EXERCISE OBJECTIVE –
Rewrite the rows below, from the first one up to and including the line with "965 252 1010 341", keeping every request unchanged but multiplying each bounding-box coordinate in the answers by 1.15 and rounding to whole numbers, with halves rounded up. Give only those lines and leave the pictures out.

— START —

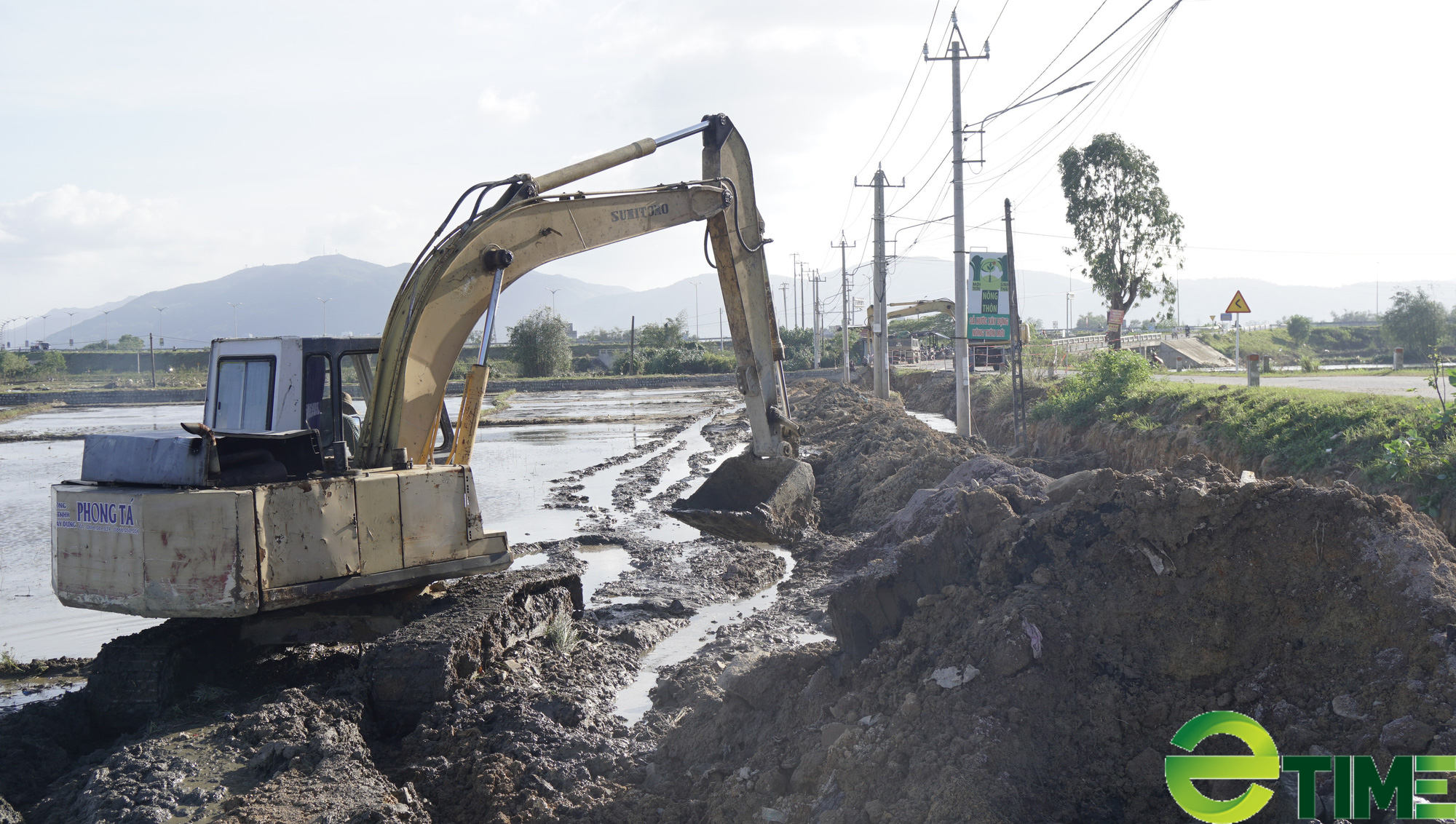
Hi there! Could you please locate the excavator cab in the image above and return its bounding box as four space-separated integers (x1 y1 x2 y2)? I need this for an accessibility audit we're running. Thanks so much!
51 115 814 632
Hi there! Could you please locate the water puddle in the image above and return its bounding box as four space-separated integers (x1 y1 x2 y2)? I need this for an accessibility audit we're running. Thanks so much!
0 677 86 715
0 389 724 661
907 409 955 435
616 553 794 725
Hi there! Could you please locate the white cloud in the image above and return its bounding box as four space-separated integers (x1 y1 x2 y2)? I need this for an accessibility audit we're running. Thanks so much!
0 183 178 261
479 89 540 124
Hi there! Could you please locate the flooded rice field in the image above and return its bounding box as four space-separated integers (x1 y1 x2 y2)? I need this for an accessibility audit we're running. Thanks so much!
0 389 731 661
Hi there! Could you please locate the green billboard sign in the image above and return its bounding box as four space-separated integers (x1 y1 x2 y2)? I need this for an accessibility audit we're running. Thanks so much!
965 252 1010 341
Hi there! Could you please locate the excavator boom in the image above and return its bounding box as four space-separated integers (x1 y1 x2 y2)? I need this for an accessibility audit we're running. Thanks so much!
360 115 812 540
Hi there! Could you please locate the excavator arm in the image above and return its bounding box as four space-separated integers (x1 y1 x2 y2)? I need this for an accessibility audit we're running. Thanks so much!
358 115 812 540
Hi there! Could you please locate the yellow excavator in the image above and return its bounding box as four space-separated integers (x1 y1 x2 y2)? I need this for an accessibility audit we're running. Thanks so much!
51 114 814 731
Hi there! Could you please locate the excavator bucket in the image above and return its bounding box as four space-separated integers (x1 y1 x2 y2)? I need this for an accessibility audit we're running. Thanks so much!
667 453 818 543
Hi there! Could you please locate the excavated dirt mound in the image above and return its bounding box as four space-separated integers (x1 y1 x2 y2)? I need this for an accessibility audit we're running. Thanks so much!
789 380 984 534
630 459 1456 824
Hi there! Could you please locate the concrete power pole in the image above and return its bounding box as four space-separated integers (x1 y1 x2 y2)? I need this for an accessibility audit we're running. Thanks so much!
799 266 810 329
828 231 859 386
869 169 890 400
783 252 804 329
922 12 996 437
810 269 824 368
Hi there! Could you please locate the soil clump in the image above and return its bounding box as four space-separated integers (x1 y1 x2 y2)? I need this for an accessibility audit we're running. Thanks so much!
789 380 986 534
17 379 1456 824
620 457 1456 824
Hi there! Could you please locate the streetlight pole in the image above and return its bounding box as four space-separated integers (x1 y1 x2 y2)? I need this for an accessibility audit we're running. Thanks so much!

— END —

SOLUTION TO THE EXERCISE –
Hi there! Could you please locate the excavator cab in the image above and return its bounding box as four space-separated integers (x1 y1 x2 y2)? I need this for an accessibility audit we're running. Thanks so much!
59 132 936 727
Hi there! Could you please locate the water puddle in the image above and return its bounding box as four space-separated integers (x1 y1 x2 y2)? I need this for an accessibility audit we're running. Thanks so much!
0 779 99 822
0 447 833 760
1043 470 1098 500
708 636 913 834
Hi there! Could you please locate the white cloud in the image above and return its bounding box as four space-separated integers (x1 y1 x2 y2)? I need this for an accessibility audit we're running. Thanks so much!
0 210 205 300
551 102 621 143
Hi there! Could you please locate the flooded rice field in the image above and return its bounding box as four space-separated integers (x1 y1 x2 y2)? I need this for an accessibility audit we're running. Thanks so much!
0 447 841 760
Hi there! Could you please locate the green billboard sign in the image above and return its bounding box as four space-separated integers (x1 y1 x2 y2)? I need this for an accessibility audit we're running. Thanks so much!
1110 290 1162 392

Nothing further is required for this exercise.